Chapter 7 Linear Regression
Linear regression is another statistical model used when the outcome is an integer or continuous, similar to the regression tree. There are similarities between linear regression and regression trees. However, there are also very notable differences.
Linear regression and regression trees are used when the outcome is continuous or continuous. These methods can both make predictions for the outcome and identify which attributes are most important in aiding in making those predictions. There are differences, though, in the two methods that are important to distinguish. Linear regression assumes the relationship between the outcome and attributes entered into the model. Linear regression, as in the name, assumes that the relationship between the outcome and an attribute is linearly related.17 Regression trees, however, do not directly make this linear assumption between the outcome and an attribute. This assumption can make linear regression more parsimonious, meaning that the model can be simpler, which is often a goal of science, to explain the phenomenon of interest with the simplest possible explanation.
7.1 Simple Regression continuous predictor
7.1.1 Description of the Data
These data contain information on weather from various weather stations in the northern part of the United States during cooler months of the year (October to April). There are 3,400 observations in the data, 425 observations from each station.
library(tidyverse)
library(ggformula)
library(mosaic)
library(rsample)
library(statthink)
# Set theme for plots
theme_set(theme_statthinking(base_size = 14))
us_weather <- mutate(us_weather, snow_factor = factor(snow),
snow_numeric = ifelse(snow == 'Yes', 1, 0))
The station locations are shown below using the function count(us_weather, location)
and in Table 7.1. Weather observations from these station locations were collected, including temperature, dewpoint, humidity, wind speed, precipitation type and amount, and other information.
location | n |
---|---|
Boston, MA | 425 |
Buffalo, NY | 425 |
Chicago, IL | 425 |
Detroit, MI | 425 |
Duluth, MN | 425 |
Iowa City, IA | 425 |
Minneapolis, MN | 425 |
Portland, ME | 425 |
7.1.2 Scatterplots
As we have explored before, scatterplots help to explore the relationship between two continuous, quantitative data attributes. The gf_point()
function creates scatterplots. Adding lines to the figure to guide the relationship between the two attributes can be done with the gf_smooth()
function. Below, a scatterplot shows the relationship between the low temperature and the average daily dew point.18
gf_point(drybulbtemp_min ~ dewpoint_avg, data = us_weather, size = 3, alpha = .2) %>%
gf_smooth(method = 'lm', size = 1) %>%
gf_labs(x = "Average daily dew point",
y = "Minimum daily temperature (in F)")
Figure 7.1 shows the relationship between minimum temperature and average daily dew point, assuming a linear relationship (specified with gf_smooth(method = 'lm')
) between the two attributes. In this example, the relationship between the two attributes goes from the lower left to the upper right, indicating a positive relationship. As the average daily dew point tends to increase, the minimum daily temperature also tends to increase. The relationship is not perfect, as shown by the points not falling perfectly on the blue line, but the data are clustered relatively closely to this blue line. This would suggest that the relationship is stronger rather than weaker and closer to +1 than 0.

# Exercise set
a - List every R package that the linear regression chapter loads with the library function.
b - According to the linear regression chapter, which months of the year do the weather data cover?
c - Set down the part of the linear regression chapter that opens with the words containing "location | n" and closes with "attributes. The gf_point()".

# Material provided

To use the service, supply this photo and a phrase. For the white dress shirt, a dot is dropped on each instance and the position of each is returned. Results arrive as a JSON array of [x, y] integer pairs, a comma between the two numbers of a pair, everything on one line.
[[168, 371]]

# Solution list
a - tidyverse, ggformula, mosaic, rsample, statthink

b - October to April.

c -
location | n |
---|---|
Boston, MA | 425 |
Buffalo, NY | 425 |
Chicago, IL | 425 |
Detroit, MI | 425 |
Duluth, MN | 425 |
Iowa City, IA | 425 |
Minneapolis, MN | 425 |
Portland, ME | 425 |
7.1.2 Scatterplots
As we have explored before, scatterplots help to explore the relationship between two continuous, quantitative data attributes. The gf_point()